## [Data for the task]
***

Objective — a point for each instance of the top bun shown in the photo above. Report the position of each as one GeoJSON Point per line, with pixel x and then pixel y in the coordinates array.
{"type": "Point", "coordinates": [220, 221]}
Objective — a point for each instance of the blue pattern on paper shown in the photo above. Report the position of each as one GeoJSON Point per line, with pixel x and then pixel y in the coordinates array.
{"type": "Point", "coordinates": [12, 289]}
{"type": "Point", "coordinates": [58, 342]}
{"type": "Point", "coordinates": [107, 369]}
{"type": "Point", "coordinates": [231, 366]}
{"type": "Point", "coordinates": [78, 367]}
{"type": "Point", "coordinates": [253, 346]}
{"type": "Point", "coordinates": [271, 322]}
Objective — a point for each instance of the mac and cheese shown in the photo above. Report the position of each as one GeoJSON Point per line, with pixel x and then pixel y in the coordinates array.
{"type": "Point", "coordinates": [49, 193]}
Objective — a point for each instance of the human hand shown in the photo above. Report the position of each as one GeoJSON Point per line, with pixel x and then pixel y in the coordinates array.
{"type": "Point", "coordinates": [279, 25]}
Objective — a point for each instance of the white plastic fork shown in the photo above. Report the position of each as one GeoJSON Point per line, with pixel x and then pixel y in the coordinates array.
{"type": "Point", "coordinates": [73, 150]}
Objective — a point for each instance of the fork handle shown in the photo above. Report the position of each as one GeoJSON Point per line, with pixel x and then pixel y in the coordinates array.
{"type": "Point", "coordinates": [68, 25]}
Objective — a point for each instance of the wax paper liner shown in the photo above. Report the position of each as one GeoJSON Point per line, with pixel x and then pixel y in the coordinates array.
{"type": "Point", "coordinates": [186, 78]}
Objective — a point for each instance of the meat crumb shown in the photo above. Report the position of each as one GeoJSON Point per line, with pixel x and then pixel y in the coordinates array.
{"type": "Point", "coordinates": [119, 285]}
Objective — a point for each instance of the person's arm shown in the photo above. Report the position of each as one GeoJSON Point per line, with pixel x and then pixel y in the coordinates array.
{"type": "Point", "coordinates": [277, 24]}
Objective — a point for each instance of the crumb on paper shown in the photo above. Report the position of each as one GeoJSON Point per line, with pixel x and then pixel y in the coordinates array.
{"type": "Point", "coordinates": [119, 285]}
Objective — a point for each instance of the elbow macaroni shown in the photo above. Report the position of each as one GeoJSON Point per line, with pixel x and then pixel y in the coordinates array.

***

Please return the data above exactly as given.

Objective — a point for each instance of the top bun shown in the photo above. Report the position of each as one GeoJSON Point per line, with pixel x and then pixel y in the coordinates array.
{"type": "Point", "coordinates": [220, 221]}
Objective — a point for each instance of the blue pattern on paper shown in the photo above. Report the position of each as one GeoJSON Point per line, with pixel x and then pixel y in the coordinates array.
{"type": "Point", "coordinates": [12, 289]}
{"type": "Point", "coordinates": [58, 342]}
{"type": "Point", "coordinates": [107, 369]}
{"type": "Point", "coordinates": [231, 366]}
{"type": "Point", "coordinates": [78, 367]}
{"type": "Point", "coordinates": [253, 346]}
{"type": "Point", "coordinates": [271, 322]}
Objective — a point for each instance of the mac and cheese shown in the photo above. Report the position of each as one GeoJSON Point per line, with pixel x and then pixel y in the coordinates array.
{"type": "Point", "coordinates": [49, 193]}
Objective — a point for each instance of the human hand shown in the photo above. Report the position of each as one GeoJSON Point per line, with pixel x and then pixel y in the coordinates array.
{"type": "Point", "coordinates": [279, 25]}
Objective — a point for each instance of the white plastic fork shown in the photo above. Report the position of each as one GeoJSON Point per line, with pixel x and then pixel y in the coordinates array.
{"type": "Point", "coordinates": [73, 150]}
Objective — a point for each instance of the fork handle shown in the photo above. Report the position of each as one GeoJSON Point per line, with pixel x and then pixel y in the coordinates array.
{"type": "Point", "coordinates": [68, 25]}
Objective — a point for each instance of the wax paper liner shown in the photo above. Report the position of each as one GeoJSON Point per line, with pixel x and then pixel y in the coordinates array.
{"type": "Point", "coordinates": [186, 78]}
Objective — a point for each instance of the meat crumb shown in the photo above. Report the position of each as one GeoJSON Point per line, with pixel x and then pixel y in the coordinates array.
{"type": "Point", "coordinates": [119, 285]}
Objective — a point for each instance of the person's arm shown in the photo above. Report the position of each as one GeoJSON Point per line, with pixel x and then pixel y in the coordinates array.
{"type": "Point", "coordinates": [277, 24]}
Objective — a point for each instance of the crumb on paper shown in the photo above. Report the position of each as one GeoJSON Point per line, with pixel x and then pixel y in the coordinates array.
{"type": "Point", "coordinates": [119, 285]}
Objective — a point for each instance of the elbow macaroni shown in the photo above. Report the position of each as one GeoJSON Point per line, with pixel x and then pixel y in the coordinates array.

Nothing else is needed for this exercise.